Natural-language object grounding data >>

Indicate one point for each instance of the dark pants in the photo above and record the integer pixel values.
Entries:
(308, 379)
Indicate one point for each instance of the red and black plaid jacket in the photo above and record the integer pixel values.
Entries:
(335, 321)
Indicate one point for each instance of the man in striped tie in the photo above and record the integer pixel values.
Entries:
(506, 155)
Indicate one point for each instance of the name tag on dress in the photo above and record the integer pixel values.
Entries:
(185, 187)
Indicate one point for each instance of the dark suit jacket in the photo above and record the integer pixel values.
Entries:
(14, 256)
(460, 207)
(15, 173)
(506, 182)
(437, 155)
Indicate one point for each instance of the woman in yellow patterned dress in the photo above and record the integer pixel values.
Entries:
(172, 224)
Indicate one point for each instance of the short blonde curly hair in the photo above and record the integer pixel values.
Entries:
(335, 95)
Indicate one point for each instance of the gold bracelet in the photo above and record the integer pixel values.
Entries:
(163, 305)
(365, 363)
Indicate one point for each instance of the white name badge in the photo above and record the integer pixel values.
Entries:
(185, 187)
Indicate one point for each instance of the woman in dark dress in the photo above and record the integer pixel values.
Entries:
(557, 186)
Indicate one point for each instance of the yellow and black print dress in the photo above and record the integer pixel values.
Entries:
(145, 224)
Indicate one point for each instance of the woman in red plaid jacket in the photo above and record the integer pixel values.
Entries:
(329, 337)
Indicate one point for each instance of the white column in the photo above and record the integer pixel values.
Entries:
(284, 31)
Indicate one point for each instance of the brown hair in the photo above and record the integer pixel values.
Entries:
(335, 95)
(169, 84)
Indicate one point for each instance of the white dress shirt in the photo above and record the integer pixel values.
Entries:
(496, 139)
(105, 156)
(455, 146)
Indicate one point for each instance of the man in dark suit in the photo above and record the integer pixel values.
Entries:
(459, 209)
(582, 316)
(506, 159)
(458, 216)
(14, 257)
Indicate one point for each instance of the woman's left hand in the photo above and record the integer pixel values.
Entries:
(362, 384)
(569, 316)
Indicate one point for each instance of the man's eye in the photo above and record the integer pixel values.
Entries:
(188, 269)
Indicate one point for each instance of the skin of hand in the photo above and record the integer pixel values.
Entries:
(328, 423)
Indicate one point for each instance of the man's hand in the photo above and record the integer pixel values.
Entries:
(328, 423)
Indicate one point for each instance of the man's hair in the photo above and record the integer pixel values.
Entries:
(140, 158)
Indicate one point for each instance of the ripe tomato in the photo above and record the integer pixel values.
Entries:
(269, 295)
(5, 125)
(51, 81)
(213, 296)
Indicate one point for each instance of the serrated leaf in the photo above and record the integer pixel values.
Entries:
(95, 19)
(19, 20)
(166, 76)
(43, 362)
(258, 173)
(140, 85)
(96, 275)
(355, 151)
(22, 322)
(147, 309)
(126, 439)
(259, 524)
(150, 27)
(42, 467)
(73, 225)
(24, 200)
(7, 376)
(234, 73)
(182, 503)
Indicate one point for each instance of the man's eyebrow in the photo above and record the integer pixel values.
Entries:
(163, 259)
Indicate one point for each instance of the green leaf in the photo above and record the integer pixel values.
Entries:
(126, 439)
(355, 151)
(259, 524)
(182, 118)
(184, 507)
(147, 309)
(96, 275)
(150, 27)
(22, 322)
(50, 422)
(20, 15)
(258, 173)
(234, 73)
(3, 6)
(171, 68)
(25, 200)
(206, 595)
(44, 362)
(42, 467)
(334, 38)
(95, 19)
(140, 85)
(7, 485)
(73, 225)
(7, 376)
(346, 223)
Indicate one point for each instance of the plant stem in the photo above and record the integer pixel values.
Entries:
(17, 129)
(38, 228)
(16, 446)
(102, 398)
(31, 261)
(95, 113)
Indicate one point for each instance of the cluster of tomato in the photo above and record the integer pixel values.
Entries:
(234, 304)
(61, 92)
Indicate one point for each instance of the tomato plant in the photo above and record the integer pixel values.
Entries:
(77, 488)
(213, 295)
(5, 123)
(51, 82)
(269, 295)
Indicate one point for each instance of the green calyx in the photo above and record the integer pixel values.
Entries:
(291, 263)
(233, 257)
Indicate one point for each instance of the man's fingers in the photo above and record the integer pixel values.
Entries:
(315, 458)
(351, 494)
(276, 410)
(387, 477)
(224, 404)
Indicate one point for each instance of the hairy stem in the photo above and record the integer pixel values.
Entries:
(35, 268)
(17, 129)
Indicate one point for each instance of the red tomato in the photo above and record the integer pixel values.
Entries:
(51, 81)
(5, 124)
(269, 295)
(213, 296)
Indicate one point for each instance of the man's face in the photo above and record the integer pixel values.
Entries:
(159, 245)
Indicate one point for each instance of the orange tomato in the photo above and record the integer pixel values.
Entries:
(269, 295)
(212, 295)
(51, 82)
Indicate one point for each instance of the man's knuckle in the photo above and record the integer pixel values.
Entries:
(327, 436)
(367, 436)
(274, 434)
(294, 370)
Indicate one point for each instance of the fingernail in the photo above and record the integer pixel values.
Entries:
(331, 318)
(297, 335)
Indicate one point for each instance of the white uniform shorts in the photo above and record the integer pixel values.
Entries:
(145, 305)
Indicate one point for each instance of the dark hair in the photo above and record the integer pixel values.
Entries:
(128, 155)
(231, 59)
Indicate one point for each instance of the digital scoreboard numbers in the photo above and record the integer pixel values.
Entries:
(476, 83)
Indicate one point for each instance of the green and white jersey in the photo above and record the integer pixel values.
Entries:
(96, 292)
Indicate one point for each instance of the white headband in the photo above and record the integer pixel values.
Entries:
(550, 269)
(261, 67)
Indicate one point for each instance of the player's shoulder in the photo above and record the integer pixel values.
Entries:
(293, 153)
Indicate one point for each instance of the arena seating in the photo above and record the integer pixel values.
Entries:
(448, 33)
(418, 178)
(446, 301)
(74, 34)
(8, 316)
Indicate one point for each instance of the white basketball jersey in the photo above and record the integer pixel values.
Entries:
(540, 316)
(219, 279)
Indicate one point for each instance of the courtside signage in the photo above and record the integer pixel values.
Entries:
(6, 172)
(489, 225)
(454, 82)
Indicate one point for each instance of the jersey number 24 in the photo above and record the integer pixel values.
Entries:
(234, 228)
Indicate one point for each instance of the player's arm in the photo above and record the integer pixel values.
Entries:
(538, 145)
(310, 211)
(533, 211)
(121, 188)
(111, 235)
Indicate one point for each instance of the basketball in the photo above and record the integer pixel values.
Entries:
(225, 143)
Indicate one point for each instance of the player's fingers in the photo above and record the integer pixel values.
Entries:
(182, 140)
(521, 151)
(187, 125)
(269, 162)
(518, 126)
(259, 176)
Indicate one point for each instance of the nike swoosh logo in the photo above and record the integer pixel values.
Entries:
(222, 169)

WHAT YOU SHOULD DO >> In your reply, restate every entry exactly.

RESPONSE AREA >>
Indicate one point for each instance of the dark pants in the photo above and record the integer pixel values.
Entries:
(308, 379)
Indicate one point for each instance of the red and black plaid jacket in the photo above and record the integer pixel values.
Entries:
(335, 321)
Indicate one point for each instance of the man in striped tie in the photo above and record the integer pixel values.
Entries:
(506, 155)
Indicate one point for each instance of the name tag on dress in the photo above and record the integer pixel values.
Entries:
(185, 187)
Indicate one point for each instance of the dark suit jacket in the photo above and record the integer pixel values.
Entries:
(14, 256)
(460, 207)
(15, 173)
(506, 182)
(437, 155)
Indicate one point for each instance of the woman in yellow patterned dress in the photo above and record the integer pixel values.
Entries:
(172, 224)
Indicate one point for each instance of the short blonde curly hair in the photo above and record the integer pixel values.
Entries:
(335, 95)
Indicate one point for each instance of the gold bracelet in the photo above and record the integer pixel values.
Entries:
(163, 305)
(365, 363)
Indicate one point for each instance of the white name badge in the photo above and record the integer pixel values.
Entries:
(185, 187)
Indicate one point for each instance of the woman in dark dress in the photo above and record the integer pixel values.
Entries:
(557, 186)
Indicate one point for each instance of the yellow and black print dress in the photo above and record the integer pixel values.
Entries:
(145, 224)
Indicate one point for each instance of the woman in red plaid jacket in the photo above and record the integer pixel values.
Entries:
(329, 337)
Indicate one point for each instance of the white column in the photo above and record the integer pixel values.
Entries:
(284, 31)
Indicate one point for each instance of the brown hair in the photo above and record the integer pixel values.
Entries:
(335, 95)
(169, 84)
Indicate one point for each instance of the white dress shirt in the photo above and record the integer pixel values.
Entries:
(496, 139)
(105, 156)
(455, 146)
Indicate one point for each instance of the man in dark suit in the photo above and record the integer pixel values.
Entries:
(459, 209)
(582, 316)
(506, 159)
(458, 216)
(14, 257)
Indicate one point for each instance of the woman's left hand in the photo above and record the integer pixel values.
Entries:
(362, 384)
(569, 316)
Indicate one point for each instance of the man's eye in the photo above and record the integer pixel values.
Entries:
(188, 269)
Indicate one point for each instance of the skin of hand in the photo above and record the integer pixel values.
Entries:
(328, 423)
Indicate one point for each instance of the man's hand in the photo above and record the integer pixel values.
Entries:
(328, 423)
Indicate one point for each instance of the man's hair in the photo above and record the integer pixel values.
Entries:
(140, 158)
Indicate one point for each instance of the ripe tomato in the photo above and record the integer pixel values.
Entries:
(269, 295)
(5, 125)
(51, 81)
(213, 296)
Indicate one point for each instance of the serrated leaf in the photo above and record the integer pixel values.
Entries:
(95, 19)
(19, 20)
(166, 76)
(43, 362)
(258, 173)
(140, 85)
(96, 275)
(355, 151)
(22, 322)
(147, 309)
(126, 439)
(259, 524)
(150, 27)
(42, 467)
(73, 225)
(24, 200)
(7, 376)
(234, 73)
(182, 503)
Indicate one point for each instance of the man's eyebrow in the photo above and record the integer pixel values.
Entries:
(163, 259)
Indicate one point for each instance of the green leaf in the photo above and record the integer pixel values.
Entries:
(126, 439)
(355, 151)
(259, 524)
(182, 118)
(184, 507)
(147, 309)
(96, 275)
(150, 27)
(22, 322)
(50, 422)
(20, 15)
(258, 173)
(234, 73)
(3, 6)
(171, 68)
(25, 200)
(206, 595)
(44, 362)
(42, 467)
(334, 38)
(95, 19)
(140, 85)
(7, 485)
(73, 225)
(7, 376)
(346, 223)
Indicate one point for each instance of the plant stem in the photo above and record the integer pixel values.
Entries:
(17, 129)
(38, 228)
(16, 446)
(102, 398)
(31, 261)
(95, 113)
Indicate one point for each instance of the cluster of tomato in the photo above and record the integer pixel values.
Entries:
(234, 304)
(61, 92)
Indicate one point for each instance of the tomato plant in the photo above and record the integer pixel values.
Entries:
(77, 488)
(213, 295)
(5, 123)
(51, 82)
(269, 295)
Indicate one point for each instance of the green calyx in the photo above and record the integer pixel values.
Entries:
(291, 263)
(233, 257)
Indicate one point for each instance of the man's fingers in the photo above and record the integer pixel values.
Entries:
(315, 458)
(351, 494)
(276, 410)
(387, 477)
(224, 404)
Indicate one point for each instance of the hairy stem in the photo above and record the integer pixel values.
Entries:
(35, 268)
(17, 129)
Indicate one point for each instance of the red tomato in the photo above and record the integer pixel values.
Entries:
(51, 81)
(5, 124)
(269, 295)
(213, 296)
Indicate one point for each instance of the man's face in the photo above and record the integer pixel values.
Entries:
(159, 245)
Indicate one point for each instance of the orange tomato in the photo above and record the integer pixel values.
Entries:
(269, 295)
(212, 295)
(51, 82)
Indicate one point for each instance of the man's knuckle in the photo above and record the integer pixel values.
Entries:
(327, 436)
(367, 436)
(274, 434)
(294, 370)
Indicate one point for each instance of the fingernail in the photo above and record the integer pixel values.
Entries:
(331, 318)
(297, 335)
Indicate one point for each instance of the white uniform shorts in the photo above and record the integer pixel values.
Entries:
(145, 305)
Indicate one point for each instance of the dark hair in the photo above and record the integer pixel values.
Entries:
(128, 155)
(231, 59)
Indicate one point for each instance of the digital scoreboard numbers in the photo above and record the integer pixel values.
Entries:
(476, 83)
Indicate one point for each instance of the green and white jersey in the photo above and record the integer pixel values.
Entries:
(96, 292)
Indicate one point for each instance of the white headband in the photo above and record the integer pixel values.
Entries:
(550, 269)
(261, 67)
Indicate one point for each instance of the player's shoulder in the photo above and record the integer pixel values.
Entries:
(293, 153)
Indicate one point for each instance of the arena seating in the photo above and record the integer pixel values.
Entries:
(448, 33)
(418, 178)
(446, 301)
(74, 34)
(8, 316)
Indicate one point for each instance of the white basketball jersey in the photo above and record the integer pixel values.
Entries:
(540, 316)
(219, 279)
Indicate one point for each instance of the courtside signage in the photo above and record the integer pixel values.
Entries:
(6, 172)
(489, 225)
(454, 82)
Indicate one point for each instance of the jersey number 24 in the photo above and record the integer pixel values.
Entries:
(234, 228)
Indicate one point for each instance of the player's arm in the photo above and record the integer pixel values.
Entries:
(538, 145)
(310, 211)
(533, 211)
(121, 188)
(111, 235)
Indicate one point for each instance of the basketball in the photo above and record the integer pixel values.
Entries:
(225, 143)
Indicate one point for each instance of the player's fingers in the photo above and record the integer pixel values.
Entries:
(182, 140)
(521, 151)
(187, 125)
(269, 162)
(518, 126)
(259, 176)
Indicate one point for each instance of the nike swoosh logo in the photo above and record the integer pixel values.
Entries:
(222, 169)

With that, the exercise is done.